▸ **TASK SET**:
1. Decide whether each statement agrees with the District Forum excerpt below. Answer yes or no, and quote the words of the excerpt that decide it.
(a) The complainant has paid no E.M.I. since 2009.
(b) The District Forum held that the bank's surrender of the policies was a deficiency in service.
(c) The bank deposited the balance on the same day the amount was realized.
2. Using the District Forum excerpt below, answer these questions.
(a) Who cross-examined the Opposite Party?
(b) How many LIC policies were mortgaged against the loan?
(c) Into which account did the bank deposit the balance of the surrendered value?

5.       Parties had led their evidences. 

6.       Opposite Party was cross examined by the Petitioner.

7.       After hearing the arguments, the District Forum gave the following findings:

"It has been admitted by the complainant that he did not pay any amount of E.M.I. since 2009. It is expected that the Complainant being an educated and prudent person had the knowledge as to what steps the bank might have taken in case the payment of the amount of the E.M.I.s of his loan account remaining unpaid for long. There is no evidence at all to show that the Complainant had approached the bank when he could not pay the amount of installment for a substantial period. 
It must have been very well within his knowledge that the bank would have surrendered his two LIC policies kept mortgaged against his loan if the payment of E.M.I.s of the loan is not made for long, and this would bring immense financial loss for him, the anxiety of which is found to have been largely expressed by him in the petition of complaint.
As the complainant did not pay the said loan or the amount of the E.M.I. of said loan and kept it pending over the years. In such circumstances, we don't find anything against the act of the bank in realizing the amount of loan by way of surrendering the two LIC -4- policies which had been kept mortgaged against the said loan. And the said act of the bank cannot be said to have amounted to deficiency in service on the part of the O.P."
 
"But one thing that seems to be very surprising to us is the fact that the balance amount of the surrendered value of the LIC policies after the claim of the bank was satisfied, is found to have been deposited by the bank to the savings account of the Complainant only on 24/11/2012 when the amount was realized on 19/10/2011.

▸ **RECORDED DATA**:
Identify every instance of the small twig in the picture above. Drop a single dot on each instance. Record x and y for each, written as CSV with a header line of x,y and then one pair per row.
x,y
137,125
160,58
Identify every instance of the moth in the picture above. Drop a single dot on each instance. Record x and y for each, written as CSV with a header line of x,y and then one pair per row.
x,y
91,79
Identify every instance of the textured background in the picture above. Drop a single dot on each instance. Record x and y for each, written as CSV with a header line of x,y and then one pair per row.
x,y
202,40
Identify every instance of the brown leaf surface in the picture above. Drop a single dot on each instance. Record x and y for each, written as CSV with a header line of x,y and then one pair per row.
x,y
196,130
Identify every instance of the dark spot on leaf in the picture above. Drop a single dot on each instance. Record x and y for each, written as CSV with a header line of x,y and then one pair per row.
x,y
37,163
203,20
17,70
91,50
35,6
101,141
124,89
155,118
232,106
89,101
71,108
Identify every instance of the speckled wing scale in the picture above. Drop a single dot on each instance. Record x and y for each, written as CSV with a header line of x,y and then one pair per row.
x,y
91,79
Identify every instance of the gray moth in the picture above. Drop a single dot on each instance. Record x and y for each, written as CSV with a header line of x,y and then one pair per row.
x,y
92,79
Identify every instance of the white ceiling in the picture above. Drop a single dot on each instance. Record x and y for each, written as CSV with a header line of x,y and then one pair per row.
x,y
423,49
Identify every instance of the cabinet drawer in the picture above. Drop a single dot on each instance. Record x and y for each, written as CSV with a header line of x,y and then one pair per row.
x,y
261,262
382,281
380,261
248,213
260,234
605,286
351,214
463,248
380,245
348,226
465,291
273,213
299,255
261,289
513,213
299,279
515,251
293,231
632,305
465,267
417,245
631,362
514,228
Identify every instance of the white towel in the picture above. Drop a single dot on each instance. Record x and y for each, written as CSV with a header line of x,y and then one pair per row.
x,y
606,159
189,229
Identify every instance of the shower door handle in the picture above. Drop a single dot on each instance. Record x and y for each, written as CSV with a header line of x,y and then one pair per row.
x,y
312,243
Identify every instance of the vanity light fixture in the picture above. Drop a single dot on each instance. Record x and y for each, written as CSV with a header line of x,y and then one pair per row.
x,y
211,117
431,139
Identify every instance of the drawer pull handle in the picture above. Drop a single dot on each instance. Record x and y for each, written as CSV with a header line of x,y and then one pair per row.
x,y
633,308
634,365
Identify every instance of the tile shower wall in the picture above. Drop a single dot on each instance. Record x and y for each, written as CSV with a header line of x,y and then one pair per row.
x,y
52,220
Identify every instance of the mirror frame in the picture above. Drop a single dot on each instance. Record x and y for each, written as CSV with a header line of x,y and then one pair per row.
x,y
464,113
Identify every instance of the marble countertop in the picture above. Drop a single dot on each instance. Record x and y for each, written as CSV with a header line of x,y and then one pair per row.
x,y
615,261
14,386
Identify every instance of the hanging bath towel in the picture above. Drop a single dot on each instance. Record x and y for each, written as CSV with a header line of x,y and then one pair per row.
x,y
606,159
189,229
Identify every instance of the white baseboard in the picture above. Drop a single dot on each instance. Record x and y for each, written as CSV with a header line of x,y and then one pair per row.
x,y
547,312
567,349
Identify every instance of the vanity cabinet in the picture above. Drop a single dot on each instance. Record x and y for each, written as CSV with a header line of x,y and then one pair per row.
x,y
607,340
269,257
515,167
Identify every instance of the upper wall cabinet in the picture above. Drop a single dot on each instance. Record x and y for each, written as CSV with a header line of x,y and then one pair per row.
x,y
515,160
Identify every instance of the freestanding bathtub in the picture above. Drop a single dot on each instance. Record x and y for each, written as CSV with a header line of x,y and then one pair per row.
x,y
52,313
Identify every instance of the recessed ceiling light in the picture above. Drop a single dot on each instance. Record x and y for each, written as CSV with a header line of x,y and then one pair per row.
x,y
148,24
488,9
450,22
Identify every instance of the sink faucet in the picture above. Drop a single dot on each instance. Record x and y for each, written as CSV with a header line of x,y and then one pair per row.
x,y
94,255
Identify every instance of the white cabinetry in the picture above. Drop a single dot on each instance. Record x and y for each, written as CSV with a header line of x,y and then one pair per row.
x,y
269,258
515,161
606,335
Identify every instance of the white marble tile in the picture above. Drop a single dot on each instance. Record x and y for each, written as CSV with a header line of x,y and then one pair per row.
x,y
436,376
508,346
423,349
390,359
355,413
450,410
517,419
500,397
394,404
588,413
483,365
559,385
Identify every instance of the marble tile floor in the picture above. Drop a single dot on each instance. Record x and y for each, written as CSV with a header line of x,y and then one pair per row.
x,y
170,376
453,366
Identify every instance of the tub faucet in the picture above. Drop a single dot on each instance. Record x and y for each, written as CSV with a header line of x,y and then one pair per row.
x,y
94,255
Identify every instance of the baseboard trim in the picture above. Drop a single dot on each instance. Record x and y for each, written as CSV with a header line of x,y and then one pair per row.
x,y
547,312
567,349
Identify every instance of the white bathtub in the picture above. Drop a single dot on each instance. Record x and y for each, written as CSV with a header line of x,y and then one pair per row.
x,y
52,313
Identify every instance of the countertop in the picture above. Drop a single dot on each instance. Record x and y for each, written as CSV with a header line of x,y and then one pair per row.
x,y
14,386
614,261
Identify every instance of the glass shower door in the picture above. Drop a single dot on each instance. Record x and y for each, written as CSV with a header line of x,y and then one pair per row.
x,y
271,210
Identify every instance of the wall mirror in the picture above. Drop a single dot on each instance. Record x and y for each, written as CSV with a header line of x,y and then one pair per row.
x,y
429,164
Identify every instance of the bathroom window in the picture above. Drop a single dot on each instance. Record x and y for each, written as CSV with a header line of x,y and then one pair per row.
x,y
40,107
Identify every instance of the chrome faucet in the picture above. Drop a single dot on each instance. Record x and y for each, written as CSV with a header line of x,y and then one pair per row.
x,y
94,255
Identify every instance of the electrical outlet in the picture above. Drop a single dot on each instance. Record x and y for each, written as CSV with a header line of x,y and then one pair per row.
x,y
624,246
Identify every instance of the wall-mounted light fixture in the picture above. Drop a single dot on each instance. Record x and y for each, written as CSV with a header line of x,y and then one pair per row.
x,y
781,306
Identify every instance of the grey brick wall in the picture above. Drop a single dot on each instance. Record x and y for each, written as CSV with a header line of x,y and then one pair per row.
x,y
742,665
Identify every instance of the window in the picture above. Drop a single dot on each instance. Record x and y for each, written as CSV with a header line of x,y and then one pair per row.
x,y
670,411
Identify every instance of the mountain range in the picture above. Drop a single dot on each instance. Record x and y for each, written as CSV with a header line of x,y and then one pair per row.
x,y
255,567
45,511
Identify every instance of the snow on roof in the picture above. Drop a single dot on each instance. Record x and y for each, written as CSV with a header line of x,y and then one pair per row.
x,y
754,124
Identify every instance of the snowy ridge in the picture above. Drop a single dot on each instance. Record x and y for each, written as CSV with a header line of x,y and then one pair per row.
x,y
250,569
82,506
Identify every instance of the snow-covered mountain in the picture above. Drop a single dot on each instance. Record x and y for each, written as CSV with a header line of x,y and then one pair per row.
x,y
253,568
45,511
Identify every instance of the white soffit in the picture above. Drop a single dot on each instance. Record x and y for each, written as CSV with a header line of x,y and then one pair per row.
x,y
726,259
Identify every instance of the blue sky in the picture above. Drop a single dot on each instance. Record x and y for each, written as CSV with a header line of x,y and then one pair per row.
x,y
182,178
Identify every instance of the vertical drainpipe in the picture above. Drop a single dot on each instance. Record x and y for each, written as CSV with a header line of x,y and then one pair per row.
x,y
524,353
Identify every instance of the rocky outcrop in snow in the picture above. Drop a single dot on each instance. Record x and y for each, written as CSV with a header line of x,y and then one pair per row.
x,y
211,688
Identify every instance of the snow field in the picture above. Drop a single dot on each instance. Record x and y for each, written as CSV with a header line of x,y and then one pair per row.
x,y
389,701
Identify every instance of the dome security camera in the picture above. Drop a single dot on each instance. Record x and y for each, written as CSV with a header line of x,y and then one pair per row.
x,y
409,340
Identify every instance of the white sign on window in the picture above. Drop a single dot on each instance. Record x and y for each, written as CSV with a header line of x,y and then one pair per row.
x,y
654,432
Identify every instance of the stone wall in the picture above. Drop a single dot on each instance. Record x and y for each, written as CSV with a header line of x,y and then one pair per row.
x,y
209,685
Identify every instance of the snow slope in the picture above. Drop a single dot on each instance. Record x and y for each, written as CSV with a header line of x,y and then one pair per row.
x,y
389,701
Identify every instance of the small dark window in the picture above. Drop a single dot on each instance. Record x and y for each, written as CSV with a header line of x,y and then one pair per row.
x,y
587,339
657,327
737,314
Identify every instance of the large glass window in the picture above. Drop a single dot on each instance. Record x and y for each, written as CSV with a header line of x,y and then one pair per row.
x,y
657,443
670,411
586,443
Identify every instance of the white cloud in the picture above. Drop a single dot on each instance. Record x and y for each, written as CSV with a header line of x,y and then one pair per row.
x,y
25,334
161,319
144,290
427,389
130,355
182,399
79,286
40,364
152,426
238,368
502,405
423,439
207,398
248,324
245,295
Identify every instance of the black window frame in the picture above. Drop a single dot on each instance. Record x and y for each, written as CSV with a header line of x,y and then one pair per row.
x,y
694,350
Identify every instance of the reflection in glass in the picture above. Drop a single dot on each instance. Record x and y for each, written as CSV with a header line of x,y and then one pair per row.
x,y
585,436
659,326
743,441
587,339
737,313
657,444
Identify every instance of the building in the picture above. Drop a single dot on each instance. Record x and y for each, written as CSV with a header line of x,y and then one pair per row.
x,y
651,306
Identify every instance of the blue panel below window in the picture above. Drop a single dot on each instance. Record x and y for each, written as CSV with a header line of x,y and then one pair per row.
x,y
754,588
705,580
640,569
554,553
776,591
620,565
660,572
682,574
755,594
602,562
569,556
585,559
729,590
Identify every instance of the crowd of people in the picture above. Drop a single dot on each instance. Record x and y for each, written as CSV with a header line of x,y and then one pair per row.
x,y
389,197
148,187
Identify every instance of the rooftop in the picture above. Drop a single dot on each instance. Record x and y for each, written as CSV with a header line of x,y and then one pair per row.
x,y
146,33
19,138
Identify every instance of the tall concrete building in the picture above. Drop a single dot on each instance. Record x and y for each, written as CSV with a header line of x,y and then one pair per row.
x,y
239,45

▸ **ANSWERS FOR THIS EXERCISE**:
1.
(a) Yes: "he did not pay any amount of E.M.I. since 2009"
(b) No: "the said act of the bank cannot be said to have amounted to deficiency in service on the part of the O.P."
(c) No: "deposited by the bank to the savings account of the Complainant only on 24/11/2012 when the amount was realized on 19/10/2011"

2.
(a) The Petitioner
(b) Two
(c) The complainant's savings account